Extracted data entries
════════════════

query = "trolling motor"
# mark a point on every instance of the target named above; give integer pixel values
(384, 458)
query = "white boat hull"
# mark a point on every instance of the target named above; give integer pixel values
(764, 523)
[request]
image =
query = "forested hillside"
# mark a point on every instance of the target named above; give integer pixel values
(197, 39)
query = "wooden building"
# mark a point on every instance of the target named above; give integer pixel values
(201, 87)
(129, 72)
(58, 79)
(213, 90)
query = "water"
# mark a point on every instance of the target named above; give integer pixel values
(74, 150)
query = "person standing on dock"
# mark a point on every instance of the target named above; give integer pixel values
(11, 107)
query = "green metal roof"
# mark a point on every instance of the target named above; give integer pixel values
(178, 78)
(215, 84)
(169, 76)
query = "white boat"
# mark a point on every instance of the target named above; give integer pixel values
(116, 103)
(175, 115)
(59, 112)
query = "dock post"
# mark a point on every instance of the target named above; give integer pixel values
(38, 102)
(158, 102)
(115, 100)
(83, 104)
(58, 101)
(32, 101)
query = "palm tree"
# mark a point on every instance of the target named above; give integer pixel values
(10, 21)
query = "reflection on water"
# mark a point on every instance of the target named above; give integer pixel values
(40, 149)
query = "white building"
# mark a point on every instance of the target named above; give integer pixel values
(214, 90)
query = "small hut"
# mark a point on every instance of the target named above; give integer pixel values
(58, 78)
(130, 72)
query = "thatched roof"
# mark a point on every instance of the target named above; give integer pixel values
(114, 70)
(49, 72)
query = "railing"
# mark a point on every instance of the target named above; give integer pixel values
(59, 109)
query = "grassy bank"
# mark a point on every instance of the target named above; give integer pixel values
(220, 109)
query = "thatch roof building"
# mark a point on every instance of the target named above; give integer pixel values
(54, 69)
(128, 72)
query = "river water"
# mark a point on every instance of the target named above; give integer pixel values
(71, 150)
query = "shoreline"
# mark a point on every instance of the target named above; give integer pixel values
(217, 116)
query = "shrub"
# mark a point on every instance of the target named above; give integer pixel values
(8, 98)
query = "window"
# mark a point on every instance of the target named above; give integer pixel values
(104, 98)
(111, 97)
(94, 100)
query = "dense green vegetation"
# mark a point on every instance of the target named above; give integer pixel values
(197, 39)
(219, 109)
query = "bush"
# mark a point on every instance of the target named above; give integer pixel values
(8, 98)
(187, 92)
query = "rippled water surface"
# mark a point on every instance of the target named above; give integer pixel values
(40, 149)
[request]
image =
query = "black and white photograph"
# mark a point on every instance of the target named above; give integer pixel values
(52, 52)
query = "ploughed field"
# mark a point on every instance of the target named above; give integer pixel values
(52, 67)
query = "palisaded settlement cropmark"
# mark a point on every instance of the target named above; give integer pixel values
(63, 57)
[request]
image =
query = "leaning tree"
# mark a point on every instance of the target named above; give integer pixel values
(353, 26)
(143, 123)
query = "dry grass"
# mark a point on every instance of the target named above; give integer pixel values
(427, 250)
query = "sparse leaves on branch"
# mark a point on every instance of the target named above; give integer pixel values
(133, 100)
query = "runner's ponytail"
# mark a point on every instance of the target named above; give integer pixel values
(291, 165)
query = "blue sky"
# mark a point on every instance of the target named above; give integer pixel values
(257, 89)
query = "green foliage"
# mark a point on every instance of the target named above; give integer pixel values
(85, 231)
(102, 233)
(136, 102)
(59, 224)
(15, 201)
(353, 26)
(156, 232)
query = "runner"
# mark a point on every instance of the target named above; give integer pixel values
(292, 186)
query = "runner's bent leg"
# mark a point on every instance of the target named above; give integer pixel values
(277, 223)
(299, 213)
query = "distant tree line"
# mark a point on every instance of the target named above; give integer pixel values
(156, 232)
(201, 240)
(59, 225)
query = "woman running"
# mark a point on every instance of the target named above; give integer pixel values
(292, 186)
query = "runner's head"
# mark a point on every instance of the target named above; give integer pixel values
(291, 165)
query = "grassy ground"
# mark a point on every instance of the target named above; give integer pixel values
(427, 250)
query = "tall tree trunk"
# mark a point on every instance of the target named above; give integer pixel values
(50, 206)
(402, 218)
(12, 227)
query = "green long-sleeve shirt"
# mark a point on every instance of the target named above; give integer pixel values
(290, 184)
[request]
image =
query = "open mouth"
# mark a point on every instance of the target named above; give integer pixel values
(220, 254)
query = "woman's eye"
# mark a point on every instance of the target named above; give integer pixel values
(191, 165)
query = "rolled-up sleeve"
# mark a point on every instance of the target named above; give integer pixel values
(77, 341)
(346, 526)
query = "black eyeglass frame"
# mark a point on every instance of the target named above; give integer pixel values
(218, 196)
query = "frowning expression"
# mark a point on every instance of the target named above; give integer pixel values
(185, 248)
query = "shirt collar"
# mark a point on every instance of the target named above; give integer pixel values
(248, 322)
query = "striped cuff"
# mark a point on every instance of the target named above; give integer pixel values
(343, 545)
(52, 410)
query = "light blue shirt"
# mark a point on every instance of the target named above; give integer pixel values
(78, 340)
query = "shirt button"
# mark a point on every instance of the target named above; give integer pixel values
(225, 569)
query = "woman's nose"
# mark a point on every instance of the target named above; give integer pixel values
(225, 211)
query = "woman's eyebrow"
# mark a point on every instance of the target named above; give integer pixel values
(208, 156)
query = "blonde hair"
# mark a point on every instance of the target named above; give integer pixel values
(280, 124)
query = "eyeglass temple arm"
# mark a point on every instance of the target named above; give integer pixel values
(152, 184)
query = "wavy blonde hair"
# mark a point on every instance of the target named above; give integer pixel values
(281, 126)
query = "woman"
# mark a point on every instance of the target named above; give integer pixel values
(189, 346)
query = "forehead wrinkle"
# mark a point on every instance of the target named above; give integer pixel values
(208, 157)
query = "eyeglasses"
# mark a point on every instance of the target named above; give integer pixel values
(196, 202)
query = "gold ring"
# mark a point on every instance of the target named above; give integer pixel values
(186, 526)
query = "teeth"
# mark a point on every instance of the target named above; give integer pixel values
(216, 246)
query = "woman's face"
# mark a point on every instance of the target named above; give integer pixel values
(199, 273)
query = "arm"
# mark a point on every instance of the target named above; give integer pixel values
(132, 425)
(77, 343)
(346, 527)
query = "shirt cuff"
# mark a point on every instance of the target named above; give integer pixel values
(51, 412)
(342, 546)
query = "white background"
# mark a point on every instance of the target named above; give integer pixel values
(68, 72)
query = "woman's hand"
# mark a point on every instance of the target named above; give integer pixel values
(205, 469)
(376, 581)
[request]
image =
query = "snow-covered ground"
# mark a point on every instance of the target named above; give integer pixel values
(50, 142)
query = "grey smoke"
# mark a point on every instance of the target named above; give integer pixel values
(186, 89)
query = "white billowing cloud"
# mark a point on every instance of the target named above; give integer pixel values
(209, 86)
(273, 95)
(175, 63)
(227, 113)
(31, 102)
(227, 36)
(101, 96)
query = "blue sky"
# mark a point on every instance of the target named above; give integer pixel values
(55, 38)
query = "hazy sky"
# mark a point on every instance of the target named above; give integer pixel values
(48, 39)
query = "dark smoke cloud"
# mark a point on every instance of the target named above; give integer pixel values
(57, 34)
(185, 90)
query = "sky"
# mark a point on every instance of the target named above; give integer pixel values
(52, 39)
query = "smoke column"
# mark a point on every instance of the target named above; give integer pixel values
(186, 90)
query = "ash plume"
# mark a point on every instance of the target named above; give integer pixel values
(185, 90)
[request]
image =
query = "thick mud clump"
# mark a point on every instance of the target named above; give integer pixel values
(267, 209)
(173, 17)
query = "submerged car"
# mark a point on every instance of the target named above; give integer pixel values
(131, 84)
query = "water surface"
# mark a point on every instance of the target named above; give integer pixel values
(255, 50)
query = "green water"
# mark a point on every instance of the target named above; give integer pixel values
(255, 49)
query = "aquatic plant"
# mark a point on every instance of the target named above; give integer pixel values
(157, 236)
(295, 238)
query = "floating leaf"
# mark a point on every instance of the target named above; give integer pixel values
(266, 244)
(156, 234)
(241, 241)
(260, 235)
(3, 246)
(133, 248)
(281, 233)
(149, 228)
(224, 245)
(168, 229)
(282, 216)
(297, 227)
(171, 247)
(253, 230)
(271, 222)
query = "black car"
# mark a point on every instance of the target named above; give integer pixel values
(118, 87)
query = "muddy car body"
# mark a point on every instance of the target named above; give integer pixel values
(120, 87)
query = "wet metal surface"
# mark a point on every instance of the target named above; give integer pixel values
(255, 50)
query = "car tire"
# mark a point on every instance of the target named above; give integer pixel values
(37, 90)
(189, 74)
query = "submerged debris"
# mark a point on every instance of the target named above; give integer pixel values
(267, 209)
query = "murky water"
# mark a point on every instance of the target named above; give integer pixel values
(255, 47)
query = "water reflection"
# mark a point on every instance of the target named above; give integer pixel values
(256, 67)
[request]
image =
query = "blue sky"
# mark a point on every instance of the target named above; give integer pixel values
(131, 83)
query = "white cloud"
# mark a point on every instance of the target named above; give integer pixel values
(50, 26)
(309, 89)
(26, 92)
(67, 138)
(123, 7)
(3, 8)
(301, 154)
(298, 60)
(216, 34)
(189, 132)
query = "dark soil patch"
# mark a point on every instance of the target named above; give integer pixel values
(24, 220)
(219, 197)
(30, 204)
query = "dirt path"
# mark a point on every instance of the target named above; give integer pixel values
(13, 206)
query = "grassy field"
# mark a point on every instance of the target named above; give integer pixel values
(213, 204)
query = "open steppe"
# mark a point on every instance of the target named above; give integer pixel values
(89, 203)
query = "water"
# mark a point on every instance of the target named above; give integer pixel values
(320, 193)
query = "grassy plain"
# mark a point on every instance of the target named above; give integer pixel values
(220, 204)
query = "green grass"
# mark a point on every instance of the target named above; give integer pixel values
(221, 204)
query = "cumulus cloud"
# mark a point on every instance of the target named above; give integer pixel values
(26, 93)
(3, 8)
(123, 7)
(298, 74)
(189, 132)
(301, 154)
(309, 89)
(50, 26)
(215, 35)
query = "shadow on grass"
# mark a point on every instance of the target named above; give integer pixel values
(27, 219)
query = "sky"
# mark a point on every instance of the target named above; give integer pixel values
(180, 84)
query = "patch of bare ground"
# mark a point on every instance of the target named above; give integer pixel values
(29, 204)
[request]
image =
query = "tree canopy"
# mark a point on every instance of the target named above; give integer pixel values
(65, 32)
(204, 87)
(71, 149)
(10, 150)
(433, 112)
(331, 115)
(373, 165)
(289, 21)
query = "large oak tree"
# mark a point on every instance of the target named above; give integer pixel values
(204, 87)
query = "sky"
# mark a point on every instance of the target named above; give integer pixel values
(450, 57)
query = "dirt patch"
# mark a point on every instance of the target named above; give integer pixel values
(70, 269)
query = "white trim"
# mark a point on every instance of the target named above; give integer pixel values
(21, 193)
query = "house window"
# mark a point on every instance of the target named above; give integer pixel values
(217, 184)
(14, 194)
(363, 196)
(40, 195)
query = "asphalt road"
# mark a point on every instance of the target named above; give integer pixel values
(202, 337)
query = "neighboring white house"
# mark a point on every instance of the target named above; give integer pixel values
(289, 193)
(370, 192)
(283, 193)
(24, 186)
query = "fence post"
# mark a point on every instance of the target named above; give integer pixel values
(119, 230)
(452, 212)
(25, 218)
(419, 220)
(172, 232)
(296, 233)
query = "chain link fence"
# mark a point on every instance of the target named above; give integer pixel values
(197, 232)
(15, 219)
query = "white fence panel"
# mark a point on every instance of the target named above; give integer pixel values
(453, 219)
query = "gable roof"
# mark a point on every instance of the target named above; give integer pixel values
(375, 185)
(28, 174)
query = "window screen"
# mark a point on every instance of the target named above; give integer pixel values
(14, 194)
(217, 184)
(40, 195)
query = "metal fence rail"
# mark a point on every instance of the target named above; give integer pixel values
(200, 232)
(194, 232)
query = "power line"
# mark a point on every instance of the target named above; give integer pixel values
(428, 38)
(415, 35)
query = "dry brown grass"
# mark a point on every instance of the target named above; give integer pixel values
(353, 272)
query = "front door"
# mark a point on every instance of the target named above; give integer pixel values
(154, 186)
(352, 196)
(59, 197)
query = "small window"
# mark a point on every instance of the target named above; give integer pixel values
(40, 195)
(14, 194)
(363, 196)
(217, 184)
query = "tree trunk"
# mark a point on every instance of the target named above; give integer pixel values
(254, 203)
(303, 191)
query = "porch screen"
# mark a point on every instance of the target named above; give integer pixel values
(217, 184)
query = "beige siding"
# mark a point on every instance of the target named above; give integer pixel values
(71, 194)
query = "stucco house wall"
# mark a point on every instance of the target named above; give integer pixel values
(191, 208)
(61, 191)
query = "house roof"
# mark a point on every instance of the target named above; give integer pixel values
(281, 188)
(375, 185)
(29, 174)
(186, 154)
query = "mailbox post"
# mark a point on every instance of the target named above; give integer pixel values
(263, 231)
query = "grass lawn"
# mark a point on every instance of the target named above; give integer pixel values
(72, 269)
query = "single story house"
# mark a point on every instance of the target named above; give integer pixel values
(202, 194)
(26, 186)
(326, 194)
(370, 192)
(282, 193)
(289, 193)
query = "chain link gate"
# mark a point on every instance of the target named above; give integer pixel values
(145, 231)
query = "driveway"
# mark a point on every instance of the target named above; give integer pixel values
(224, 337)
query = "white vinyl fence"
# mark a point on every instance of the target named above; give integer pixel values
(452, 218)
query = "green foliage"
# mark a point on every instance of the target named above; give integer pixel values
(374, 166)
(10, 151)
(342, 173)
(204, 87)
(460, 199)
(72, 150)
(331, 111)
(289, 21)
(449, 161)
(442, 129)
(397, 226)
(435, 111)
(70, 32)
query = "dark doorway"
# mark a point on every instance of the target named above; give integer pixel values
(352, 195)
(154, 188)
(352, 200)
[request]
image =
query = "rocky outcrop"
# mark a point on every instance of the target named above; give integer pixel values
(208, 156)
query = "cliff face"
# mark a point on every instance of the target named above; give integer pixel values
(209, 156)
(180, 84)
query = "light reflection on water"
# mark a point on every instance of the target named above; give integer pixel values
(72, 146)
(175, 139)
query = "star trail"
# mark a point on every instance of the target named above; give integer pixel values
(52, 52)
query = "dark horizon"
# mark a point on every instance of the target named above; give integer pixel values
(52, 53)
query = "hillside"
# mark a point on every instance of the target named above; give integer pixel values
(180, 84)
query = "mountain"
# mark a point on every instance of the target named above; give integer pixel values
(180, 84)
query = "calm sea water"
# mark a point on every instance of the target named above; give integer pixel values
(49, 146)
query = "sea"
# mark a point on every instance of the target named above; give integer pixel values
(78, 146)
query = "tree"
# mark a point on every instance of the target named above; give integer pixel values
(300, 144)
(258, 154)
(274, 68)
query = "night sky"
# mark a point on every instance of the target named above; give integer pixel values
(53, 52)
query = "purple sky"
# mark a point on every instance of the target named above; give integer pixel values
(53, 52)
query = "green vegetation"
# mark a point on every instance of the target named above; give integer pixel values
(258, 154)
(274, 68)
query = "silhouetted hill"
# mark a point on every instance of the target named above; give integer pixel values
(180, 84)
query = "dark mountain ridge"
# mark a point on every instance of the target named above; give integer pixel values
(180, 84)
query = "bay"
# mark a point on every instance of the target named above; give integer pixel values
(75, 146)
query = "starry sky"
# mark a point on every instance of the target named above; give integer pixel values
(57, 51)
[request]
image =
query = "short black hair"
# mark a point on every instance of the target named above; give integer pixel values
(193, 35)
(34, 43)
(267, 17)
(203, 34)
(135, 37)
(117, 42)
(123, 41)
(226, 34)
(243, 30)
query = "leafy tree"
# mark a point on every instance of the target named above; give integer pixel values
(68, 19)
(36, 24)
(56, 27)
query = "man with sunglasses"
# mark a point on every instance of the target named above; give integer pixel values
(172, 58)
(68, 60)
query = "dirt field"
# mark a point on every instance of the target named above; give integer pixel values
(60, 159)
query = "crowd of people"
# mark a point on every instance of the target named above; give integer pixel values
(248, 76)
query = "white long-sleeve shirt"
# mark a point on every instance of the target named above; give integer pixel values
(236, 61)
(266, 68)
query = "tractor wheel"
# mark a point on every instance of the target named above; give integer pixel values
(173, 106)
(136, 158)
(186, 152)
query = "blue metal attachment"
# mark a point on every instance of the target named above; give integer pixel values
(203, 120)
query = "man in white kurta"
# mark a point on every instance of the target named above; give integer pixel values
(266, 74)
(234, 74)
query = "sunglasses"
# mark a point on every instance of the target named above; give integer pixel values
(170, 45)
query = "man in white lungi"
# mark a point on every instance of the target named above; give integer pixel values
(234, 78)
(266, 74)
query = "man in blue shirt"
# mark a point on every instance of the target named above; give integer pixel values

════════════════

What is needed
Identify every line above that contains the string "post", matching case exactly, and copy each of those lines.

Answer below
query = "dock post"
query = "fence post"
query = "mailbox post"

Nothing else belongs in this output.